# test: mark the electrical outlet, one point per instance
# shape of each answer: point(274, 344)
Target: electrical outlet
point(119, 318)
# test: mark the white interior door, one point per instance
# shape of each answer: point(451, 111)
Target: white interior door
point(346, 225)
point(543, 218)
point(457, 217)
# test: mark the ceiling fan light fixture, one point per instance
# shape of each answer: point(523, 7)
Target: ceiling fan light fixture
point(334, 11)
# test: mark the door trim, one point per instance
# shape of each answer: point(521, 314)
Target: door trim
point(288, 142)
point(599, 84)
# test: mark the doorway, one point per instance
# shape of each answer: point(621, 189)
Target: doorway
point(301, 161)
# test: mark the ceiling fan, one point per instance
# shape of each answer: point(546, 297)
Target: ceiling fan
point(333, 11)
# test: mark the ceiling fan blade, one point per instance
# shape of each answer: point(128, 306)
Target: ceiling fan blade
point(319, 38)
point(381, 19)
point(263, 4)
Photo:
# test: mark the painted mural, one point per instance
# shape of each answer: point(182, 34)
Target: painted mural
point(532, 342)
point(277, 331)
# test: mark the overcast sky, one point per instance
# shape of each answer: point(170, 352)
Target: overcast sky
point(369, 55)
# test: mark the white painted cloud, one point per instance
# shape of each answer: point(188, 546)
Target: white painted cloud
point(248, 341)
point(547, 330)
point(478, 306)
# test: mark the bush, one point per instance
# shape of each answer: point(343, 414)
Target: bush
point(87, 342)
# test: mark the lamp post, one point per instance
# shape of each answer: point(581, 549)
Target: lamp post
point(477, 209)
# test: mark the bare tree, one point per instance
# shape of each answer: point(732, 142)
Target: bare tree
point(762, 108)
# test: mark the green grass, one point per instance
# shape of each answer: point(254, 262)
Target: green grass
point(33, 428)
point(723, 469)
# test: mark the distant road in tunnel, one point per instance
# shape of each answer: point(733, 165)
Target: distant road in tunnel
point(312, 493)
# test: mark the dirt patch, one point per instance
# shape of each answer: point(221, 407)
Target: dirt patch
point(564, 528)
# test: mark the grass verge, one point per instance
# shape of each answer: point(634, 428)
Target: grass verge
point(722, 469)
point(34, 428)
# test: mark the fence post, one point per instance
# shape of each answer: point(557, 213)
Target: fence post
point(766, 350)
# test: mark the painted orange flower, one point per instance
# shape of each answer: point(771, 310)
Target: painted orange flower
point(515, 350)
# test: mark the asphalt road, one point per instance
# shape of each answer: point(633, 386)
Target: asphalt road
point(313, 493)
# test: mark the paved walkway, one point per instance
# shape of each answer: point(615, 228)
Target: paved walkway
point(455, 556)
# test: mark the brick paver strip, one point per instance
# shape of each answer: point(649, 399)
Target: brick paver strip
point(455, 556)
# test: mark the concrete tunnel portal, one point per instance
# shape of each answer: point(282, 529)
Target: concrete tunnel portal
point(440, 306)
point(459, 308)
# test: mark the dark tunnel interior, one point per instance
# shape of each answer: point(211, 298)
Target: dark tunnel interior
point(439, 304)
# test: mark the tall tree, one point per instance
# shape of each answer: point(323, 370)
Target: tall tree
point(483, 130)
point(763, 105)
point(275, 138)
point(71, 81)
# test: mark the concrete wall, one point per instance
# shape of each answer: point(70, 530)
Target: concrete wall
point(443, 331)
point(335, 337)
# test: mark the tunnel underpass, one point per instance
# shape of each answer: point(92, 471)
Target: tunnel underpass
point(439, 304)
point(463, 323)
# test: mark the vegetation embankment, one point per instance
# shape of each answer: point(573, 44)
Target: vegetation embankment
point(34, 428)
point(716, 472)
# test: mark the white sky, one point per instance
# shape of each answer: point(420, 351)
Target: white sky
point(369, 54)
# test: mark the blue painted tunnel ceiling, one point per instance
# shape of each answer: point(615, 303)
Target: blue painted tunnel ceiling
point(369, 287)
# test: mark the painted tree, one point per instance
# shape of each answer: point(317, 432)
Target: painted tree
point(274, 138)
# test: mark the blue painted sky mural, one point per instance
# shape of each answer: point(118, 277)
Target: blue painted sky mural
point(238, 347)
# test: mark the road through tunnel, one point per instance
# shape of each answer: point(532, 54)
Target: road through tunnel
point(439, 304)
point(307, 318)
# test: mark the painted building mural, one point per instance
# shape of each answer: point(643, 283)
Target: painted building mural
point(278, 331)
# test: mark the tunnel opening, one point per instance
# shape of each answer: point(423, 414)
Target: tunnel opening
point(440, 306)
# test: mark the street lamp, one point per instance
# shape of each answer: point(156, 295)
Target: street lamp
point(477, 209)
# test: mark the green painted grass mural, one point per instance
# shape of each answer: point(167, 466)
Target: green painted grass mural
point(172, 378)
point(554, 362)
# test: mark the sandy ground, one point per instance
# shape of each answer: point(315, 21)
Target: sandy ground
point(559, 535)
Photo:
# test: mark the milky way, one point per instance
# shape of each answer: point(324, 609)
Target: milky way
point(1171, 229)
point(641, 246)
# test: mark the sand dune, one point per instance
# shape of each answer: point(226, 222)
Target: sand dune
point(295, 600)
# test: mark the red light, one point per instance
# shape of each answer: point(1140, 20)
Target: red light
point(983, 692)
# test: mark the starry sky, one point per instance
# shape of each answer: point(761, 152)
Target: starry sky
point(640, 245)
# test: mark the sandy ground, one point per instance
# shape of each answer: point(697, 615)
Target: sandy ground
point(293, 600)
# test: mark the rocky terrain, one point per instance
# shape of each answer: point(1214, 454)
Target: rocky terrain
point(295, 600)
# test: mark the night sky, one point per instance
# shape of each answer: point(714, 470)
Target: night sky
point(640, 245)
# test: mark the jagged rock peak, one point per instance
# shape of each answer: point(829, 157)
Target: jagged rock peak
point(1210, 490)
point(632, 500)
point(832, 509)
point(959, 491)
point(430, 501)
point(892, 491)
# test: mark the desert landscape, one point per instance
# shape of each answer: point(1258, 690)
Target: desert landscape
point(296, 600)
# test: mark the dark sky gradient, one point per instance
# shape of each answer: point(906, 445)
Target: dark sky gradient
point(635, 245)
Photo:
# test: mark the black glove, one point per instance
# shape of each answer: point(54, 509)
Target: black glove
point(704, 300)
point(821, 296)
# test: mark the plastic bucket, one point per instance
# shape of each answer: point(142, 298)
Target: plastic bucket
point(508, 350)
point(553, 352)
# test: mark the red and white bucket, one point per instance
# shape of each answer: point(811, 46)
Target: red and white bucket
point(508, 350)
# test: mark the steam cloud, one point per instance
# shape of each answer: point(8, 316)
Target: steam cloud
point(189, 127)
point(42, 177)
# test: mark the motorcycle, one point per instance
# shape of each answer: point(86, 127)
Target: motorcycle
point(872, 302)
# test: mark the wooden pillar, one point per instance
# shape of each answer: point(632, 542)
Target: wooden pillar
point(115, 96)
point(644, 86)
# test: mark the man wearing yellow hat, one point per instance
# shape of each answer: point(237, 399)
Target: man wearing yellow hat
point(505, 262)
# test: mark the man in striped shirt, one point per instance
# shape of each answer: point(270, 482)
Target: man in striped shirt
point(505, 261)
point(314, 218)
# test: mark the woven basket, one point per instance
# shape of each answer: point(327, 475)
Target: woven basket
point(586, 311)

....

## EN QUÉ CONSISTE
Presenta todas las entradas anteriores como un CSV de dos columnas, «texto» y «respuesta», con una fila por entrada. Cada texto y cada respuesta deben ir en un único campo entre comillas, con los saltos de línea sustituidos por espacios.

## SOLUCIÓN DESARROLLADA
texto,respuesta
"# test: mark the electrical outlet, one point per instance # shape of each answer: point(274, 344) Target: electrical outlet","point(119, 318)"
"# test: mark the white interior door, one point per instance # shape of each answer: point(451, 111) Target: white interior door","point(346, 225) point(543, 218) point(457, 217)"
"# test: mark the ceiling fan light fixture, one point per instance # shape of each answer: point(523, 7) Target: ceiling fan light fixture","point(334, 11)"
"# test: mark the door trim, one point per instance # shape of each answer: point(521, 314) Target: door trim","point(288, 142) point(599, 84)"
"# test: mark the doorway, one point per instance # shape of each answer: point(621, 189) Target: doorway","point(301, 161)"
"# test: mark the ceiling fan, one point per instance # shape of each answer: point(546, 297) Target: ceiling fan","point(333, 11)"
"# test: mark the ceiling fan blade, one point per instance # shape of each answer: point(128, 306) Target: ceiling fan blade","point(319, 38) point(381, 19) point(263, 4)"
"Photo: # test: mark the painted mural, one point per instance # shape of each answer: point(182, 34) Target: painted mural","point(532, 342) point(277, 331)"
"# test: mark the overcast sky, one point per instance # shape of each answer: point(170, 352) Target: overcast sky","point(369, 55)"
"# test: mark the white painted cloud, one point per instance # shape of each answer: point(188, 546) Target: white painted cloud","point(248, 341) point(547, 330) point(478, 306)"
"# test: mark the bush, one point per instance # shape of each answer: point(343, 414) Target: bush","point(87, 342)"
"# test: mark the lamp post, one point per instance # shape of each answer: point(581, 549) Target: lamp post","point(477, 209)"
"# test: mark the bare tree, one point per instance # shape of each answer: point(732, 142) Target: bare tree","point(762, 108)"
"# test: mark the green grass, one point per instance # shape of each answer: point(254, 262) Target: green grass","point(33, 428) point(723, 469)"
"# test: mark the distant road in tunnel, one point per instance # shape of each answer: point(733, 165) Target: distant road in tunnel","point(312, 493)"
"# test: mark the dirt patch, one point per instance # shape of each answer: point(221, 407) Target: dirt patch","point(564, 528)"
"# test: mark the grass verge, one point per instance # shape of each answer: point(634, 428) Target: grass verge","point(722, 469) point(34, 428)"
"# test: mark the fence post, one point per instance # shape of each answer: point(557, 213) Target: fence post","point(766, 350)"
"# test: mark the painted orange flower, one point per instance # shape of each answer: point(771, 310) Target: painted orange flower","point(515, 350)"
"# test: mark the asphalt road, one point per instance # shape of each answer: point(633, 386) Target: asphalt road","point(313, 493)"
"# test: mark the paved walkway, one point per instance # shape of each answer: point(615, 228) Target: paved walkway","point(455, 556)"
"# test: mark the brick paver strip, one point per instance # shape of each answer: point(649, 399) Target: brick paver strip","point(455, 556)"
"# test: mark the concrete tunnel portal, one point per instance # shape of each answer: point(282, 529) Target: concrete tunnel portal","point(440, 306) point(459, 308)"
"# test: mark the dark tunnel interior, one point per instance # shape of each answer: point(211, 298) Target: dark tunnel interior","point(439, 304)"
"# test: mark the tall tree, one point per instance # shape of each answer: point(323, 370) Target: tall tree","point(483, 130) point(763, 105) point(275, 138) point(71, 81)"
"# test: mark the concrete wall, one point per instance # shape of each answer: point(70, 530) Target: concrete wall","point(443, 331) point(335, 337)"
"# test: mark the tunnel underpass, one point per instance # shape of each answer: point(92, 471) Target: tunnel underpass","point(439, 304) point(463, 323)"
"# test: mark the vegetation embankment, one point per instance # shape of each answer: point(573, 44) Target: vegetation embankment","point(34, 428) point(716, 472)"
"# test: mark the white sky, one point per instance # shape of each answer: point(420, 351) Target: white sky","point(369, 54)"
"# test: mark the blue painted tunnel ceiling, one point per instance # shape of each answer: point(615, 303) Target: blue painted tunnel ceiling","point(369, 287)"
"# test: mark the painted tree, one point per instance # shape of each answer: point(317, 432) Target: painted tree","point(274, 138)"
"# test: mark the blue painted sky mural, one point per instance # shape of each answer: point(118, 277) Target: blue painted sky mural","point(238, 347)"
"# test: mark the road through tunnel, one point per instance # shape of each answer: point(532, 54) Target: road through tunnel","point(439, 304) point(307, 318)"
"# test: mark the painted building mural, one point per instance # shape of each answer: point(643, 283) Target: painted building mural","point(278, 331)"
"# test: mark the tunnel opening, one point per instance # shape of each answer: point(423, 414) Target: tunnel opening","point(440, 306)"
"# test: mark the street lamp, one point per instance # shape of each answer: point(156, 295) Target: street lamp","point(477, 209)"
"# test: mark the green painted grass mural, one point per instance # shape of each answer: point(167, 466) Target: green painted grass mural","point(172, 378) point(554, 362)"
"# test: mark the sandy ground, one point per instance # shape of each answer: point(315, 21) Target: sandy ground","point(559, 535)"
"Photo: # test: mark the milky way, one point per instance # shape of each answer: point(324, 609) Target: milky way","point(1171, 229) point(641, 246)"
"# test: mark the sand dune, one point per instance # shape of each answer: point(226, 222) Target: sand dune","point(295, 600)"
"# test: mark the red light, one point per instance # shape of each answer: point(1140, 20) Target: red light","point(983, 692)"
"# test: mark the starry sky, one point per instance # shape of each answer: point(761, 152) Target: starry sky","point(640, 245)"
"# test: mark the sandy ground, one point per instance # shape of each answer: point(697, 615) Target: sandy ground","point(293, 600)"
"# test: mark the rocky terrain, one point per instance # shape of each answer: point(1214, 454) Target: rocky terrain","point(295, 600)"
"# test: mark the night sky, one point per instance # shape of each answer: point(714, 470) Target: night sky","point(640, 245)"
"# test: mark the jagged rock peak, one point per instance # shape of each answer: point(829, 157) Target: jagged rock peak","point(1210, 490) point(632, 500) point(832, 509) point(959, 491) point(430, 501) point(892, 491)"
"# test: mark the desert landscape, one point per instance # shape of each answer: point(1258, 690) Target: desert landscape","point(296, 600)"
"# test: mark the dark sky gradient, one point per instance # shape of each answer: point(906, 445) Target: dark sky gradient","point(635, 245)"
"Photo: # test: mark the black glove, one point per instance # shape of each answer: point(54, 509) Target: black glove","point(704, 300) point(821, 296)"
"# test: mark the plastic bucket, one point per instance # shape of each answer: point(142, 298) Target: plastic bucket","point(508, 350) point(553, 352)"
"# test: mark the red and white bucket, one point per instance # shape of each answer: point(811, 46) Target: red and white bucket","point(508, 350)"
"# test: mark the steam cloud, one point per instance # shape of each answer: point(8, 316) Target: steam cloud","point(189, 127) point(42, 177)"
"# test: mark the motorcycle, one point per instance # shape of each answer: point(86, 127) Target: motorcycle","point(872, 302)"
"# test: mark the wooden pillar, one point per instance # shape of each answer: point(632, 542) Target: wooden pillar","point(115, 96) point(644, 86)"
"# test: mark the man wearing yellow hat, one point per instance # shape of each answer: point(237, 399) Target: man wearing yellow hat","point(505, 262)"
"# test: mark the man in striped shirt, one point per instance # shape of each answer: point(270, 482) Target: man in striped shirt","point(505, 261) point(314, 218)"
"# test: mark the woven basket, one point per instance # shape of each answer: point(327, 475) Target: woven basket","point(586, 311)"